Complete the following:
1) Please translate this sentence from the article on the Indiana collateral source ruling into Spanish: "The statute abrogates the common law rule which makes evidence of collateral source payments inadmissible."
2) Write the next part of the article on the Indiana Supreme Court's collateral source ruling, starting after its last sentence.

Source document:
* * * * * * * * *

Indiana Supreme Court Broadens Application of Statutory Collateral Source Rule By “Charting a Middle Course”
In Stanley v. Walker, 906 N.E.2d 852 (2009), the Indiana Supreme Court interpreted the state’s collateral source statute to permit a defendant in a personal injury action to introduce evidence of discounted medical payments negotiated between the plaintiff’s medical providers and his private health insurer to prove the reasonable value of medical services, as long as insurance is not referenced. The statute abrogates the common law rule which makes evidence of collateral source payments inadmissible. In Patchett v. Lee, 60 N.E.3d 1025 (Oct. 21, 2016), the Court shut down the frequent argument of plaintiffs’ lawyers that Stanley applies only to amounts paid by private health insurance companies, not government programs such as Medicare and Medicaid.
Facts
In Patchett, the plaintiff was insured under the Healthy Indiana Plan (HIP), a government sponsored healthcare program under which HIP medical providers accepted $12,051.48 in full satisfaction of the plaintiff’s accident related medical bills totaling $87,706.36 based on maximum allowable reimbursement rates.
Analysis
The Indiana Supreme Court rejected the reasoning of the lower courts that HIP’s maximum allowable rates did not reflect the reasonable value of medical services provided because they were not negotiated at “arm’s length between a medical provider and an insurance company,” but rather “political and budget concerns” underlying the government program. The Court concluded that, in determining relevance of collateral source evidence, “[t]he salient fact is not whether (or to what extent) the reimbursement rates were negotiated. What counts is that the participating provider has agreed to accept the lower rates as payment in full.” It noted that the participation of medical providers in the government program was entirely voluntary and their agreement to accept the reduced rates required by the program is “relevant, probative evidence of the reasonable value of medical services,” which is the measure for recovery of medical expenses under Indiana tort law.

* * * * * * * * *

Supplied data:
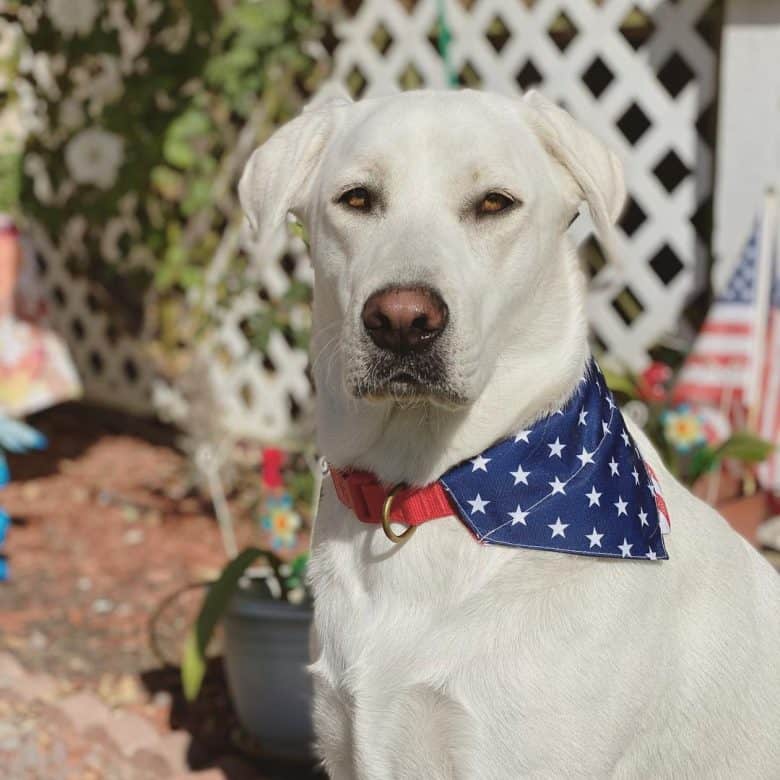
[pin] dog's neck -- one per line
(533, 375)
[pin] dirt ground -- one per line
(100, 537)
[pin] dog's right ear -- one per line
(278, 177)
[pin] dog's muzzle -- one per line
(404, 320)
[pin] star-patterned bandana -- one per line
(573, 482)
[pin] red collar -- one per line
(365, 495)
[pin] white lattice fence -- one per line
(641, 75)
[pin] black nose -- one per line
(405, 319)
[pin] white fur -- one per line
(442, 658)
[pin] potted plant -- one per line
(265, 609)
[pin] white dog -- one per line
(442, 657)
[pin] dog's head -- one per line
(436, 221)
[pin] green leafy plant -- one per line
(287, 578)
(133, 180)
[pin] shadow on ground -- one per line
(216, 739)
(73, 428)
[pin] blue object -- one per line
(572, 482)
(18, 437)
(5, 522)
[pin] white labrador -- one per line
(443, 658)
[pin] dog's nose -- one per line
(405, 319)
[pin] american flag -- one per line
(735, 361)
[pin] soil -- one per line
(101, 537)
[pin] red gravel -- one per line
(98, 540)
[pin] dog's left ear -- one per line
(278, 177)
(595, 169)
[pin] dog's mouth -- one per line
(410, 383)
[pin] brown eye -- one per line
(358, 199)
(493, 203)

* * * * * * * * *

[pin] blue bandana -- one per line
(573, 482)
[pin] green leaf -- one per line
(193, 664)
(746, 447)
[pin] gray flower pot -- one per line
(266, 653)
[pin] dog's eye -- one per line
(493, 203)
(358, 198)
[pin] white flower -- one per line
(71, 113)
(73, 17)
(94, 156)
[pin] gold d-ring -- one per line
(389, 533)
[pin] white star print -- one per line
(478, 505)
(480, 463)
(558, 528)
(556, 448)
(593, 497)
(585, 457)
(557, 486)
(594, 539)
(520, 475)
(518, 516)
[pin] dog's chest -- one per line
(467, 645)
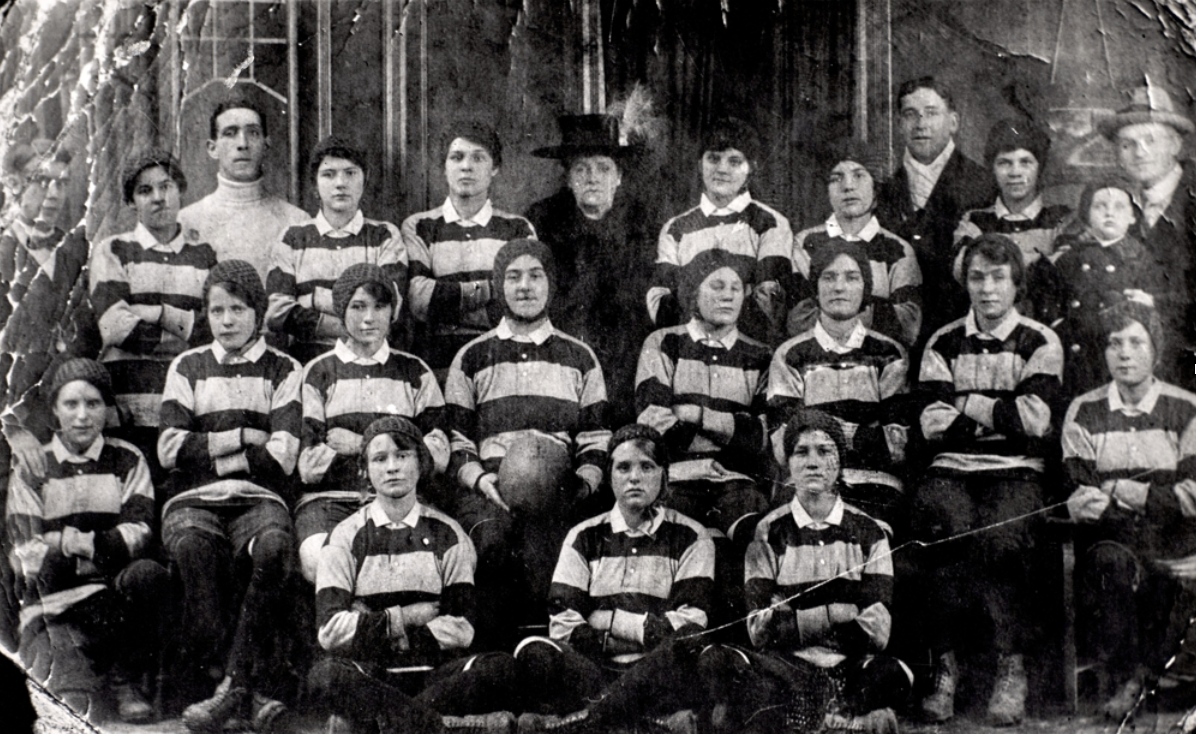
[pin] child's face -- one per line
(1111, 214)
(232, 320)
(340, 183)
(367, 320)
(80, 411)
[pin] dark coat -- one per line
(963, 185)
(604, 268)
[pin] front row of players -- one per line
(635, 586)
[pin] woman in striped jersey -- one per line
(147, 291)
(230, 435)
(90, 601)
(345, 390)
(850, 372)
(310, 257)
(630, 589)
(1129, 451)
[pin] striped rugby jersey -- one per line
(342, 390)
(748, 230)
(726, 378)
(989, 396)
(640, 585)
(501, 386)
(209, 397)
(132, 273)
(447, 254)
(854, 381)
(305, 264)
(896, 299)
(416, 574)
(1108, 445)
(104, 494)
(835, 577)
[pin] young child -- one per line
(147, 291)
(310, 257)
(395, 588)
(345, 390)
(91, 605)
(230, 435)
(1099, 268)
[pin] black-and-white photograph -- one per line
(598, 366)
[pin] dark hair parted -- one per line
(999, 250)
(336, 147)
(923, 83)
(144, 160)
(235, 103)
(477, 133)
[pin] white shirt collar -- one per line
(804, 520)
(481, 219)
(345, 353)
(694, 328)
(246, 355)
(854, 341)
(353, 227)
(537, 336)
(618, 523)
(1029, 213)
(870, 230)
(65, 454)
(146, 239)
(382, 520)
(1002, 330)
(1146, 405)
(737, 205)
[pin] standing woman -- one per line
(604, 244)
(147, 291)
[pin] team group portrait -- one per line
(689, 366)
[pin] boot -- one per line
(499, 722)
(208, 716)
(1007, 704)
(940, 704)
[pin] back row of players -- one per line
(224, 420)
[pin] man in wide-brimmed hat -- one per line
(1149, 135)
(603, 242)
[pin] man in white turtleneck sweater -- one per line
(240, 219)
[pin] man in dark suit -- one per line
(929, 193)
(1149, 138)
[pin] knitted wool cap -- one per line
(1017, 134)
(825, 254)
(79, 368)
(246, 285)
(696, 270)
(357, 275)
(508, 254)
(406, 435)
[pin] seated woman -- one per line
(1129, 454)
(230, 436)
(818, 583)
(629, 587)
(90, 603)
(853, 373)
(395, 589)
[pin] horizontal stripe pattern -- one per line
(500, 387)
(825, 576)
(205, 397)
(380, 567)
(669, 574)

* * * * * * * * *

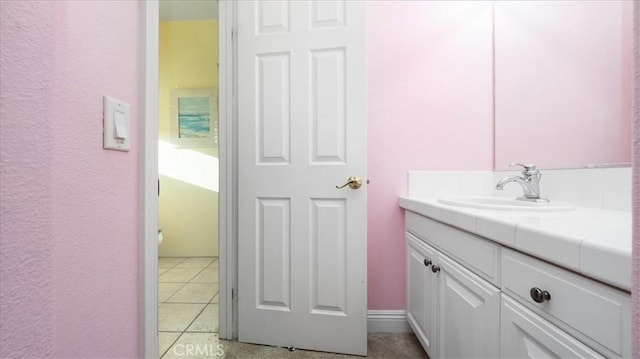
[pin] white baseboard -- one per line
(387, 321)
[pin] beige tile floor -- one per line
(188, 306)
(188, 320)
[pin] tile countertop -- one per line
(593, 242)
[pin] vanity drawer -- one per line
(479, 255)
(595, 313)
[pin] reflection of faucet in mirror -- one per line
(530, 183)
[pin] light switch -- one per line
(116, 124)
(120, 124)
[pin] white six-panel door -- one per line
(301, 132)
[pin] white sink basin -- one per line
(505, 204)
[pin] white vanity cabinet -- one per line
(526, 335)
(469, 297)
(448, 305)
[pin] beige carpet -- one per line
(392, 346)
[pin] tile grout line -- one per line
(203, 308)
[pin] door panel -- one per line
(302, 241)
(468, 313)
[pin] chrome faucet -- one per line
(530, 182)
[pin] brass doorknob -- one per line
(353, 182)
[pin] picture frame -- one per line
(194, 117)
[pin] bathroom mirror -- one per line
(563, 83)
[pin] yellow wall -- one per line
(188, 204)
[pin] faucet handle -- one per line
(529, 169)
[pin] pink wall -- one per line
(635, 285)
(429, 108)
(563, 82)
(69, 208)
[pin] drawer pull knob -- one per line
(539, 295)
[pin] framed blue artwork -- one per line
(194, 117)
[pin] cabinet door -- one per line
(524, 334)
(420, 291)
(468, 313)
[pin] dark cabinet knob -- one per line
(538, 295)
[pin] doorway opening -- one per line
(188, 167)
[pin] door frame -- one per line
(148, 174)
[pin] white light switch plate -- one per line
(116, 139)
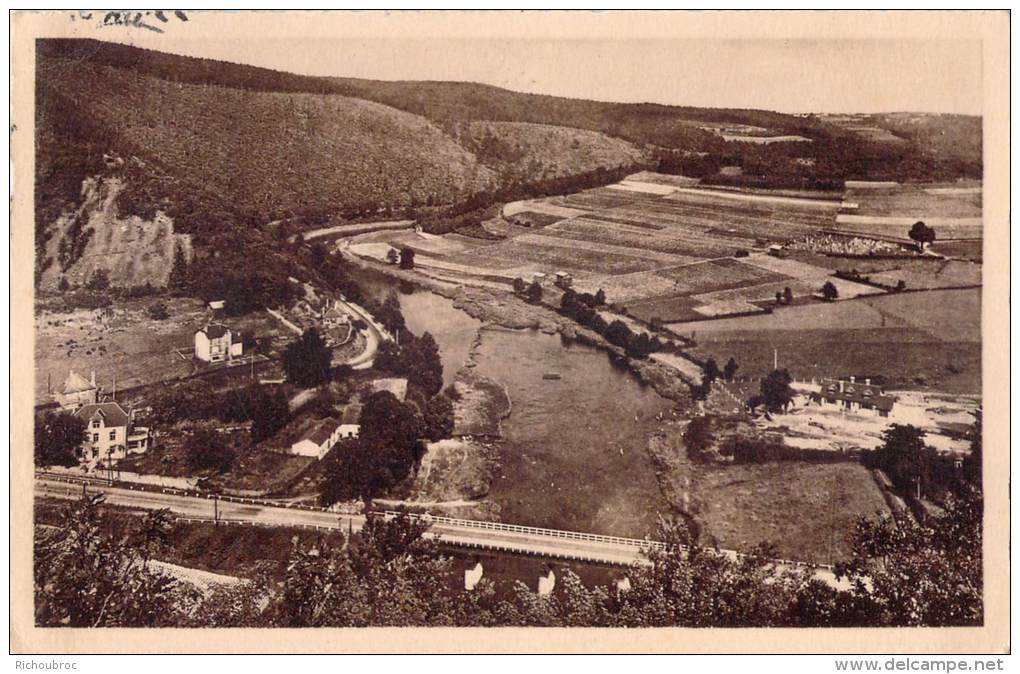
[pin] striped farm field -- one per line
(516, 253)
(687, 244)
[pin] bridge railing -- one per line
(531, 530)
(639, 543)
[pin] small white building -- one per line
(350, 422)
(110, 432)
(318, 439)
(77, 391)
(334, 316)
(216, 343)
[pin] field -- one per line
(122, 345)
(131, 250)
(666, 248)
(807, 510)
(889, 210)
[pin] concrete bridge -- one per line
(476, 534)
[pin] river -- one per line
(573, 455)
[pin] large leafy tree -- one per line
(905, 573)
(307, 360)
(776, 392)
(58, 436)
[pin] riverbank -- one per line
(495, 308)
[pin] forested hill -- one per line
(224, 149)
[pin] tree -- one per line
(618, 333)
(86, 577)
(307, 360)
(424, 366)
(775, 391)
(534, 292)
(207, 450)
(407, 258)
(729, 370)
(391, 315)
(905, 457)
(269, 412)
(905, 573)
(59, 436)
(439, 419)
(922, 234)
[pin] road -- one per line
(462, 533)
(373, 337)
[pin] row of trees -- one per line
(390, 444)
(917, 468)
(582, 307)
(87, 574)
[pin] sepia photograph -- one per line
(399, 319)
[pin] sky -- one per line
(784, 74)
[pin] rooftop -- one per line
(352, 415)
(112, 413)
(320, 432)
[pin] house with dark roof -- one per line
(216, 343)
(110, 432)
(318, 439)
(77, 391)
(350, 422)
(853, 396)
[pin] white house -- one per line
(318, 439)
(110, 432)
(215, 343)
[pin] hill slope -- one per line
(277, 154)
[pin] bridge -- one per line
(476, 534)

* * * * * * * * *

Task answers:
1) La ley deroga la norma del common law que hace inadmisibles las pruebas de los pagos de fuentes colaterales.

2)
The Court noted that, since it decided Stanley in 2009, six states (West Virginia, Maryland, Colorado, Massachusetts, Minnesota and Oregon) have precluded the admission of discounted reimbursements in determining the reasonable value of medical services. Two states (Delaware and Texas), limit recovery to the discounted amount actually paid for medical services. Two states (California and Kansas), follow Indiana’s “middle ground” course which Patchett found to be the “fairest approach.” The “middle ground” approach adopted in Stanley and reaffirmed in Patchett permits the fact finder to consider both the amount originally billed and the reduced amount actually paid and accepted, “along with any other relevant measures of the reasonable value of medical care,” in determining the amount of damages that will make a plaintiff whole.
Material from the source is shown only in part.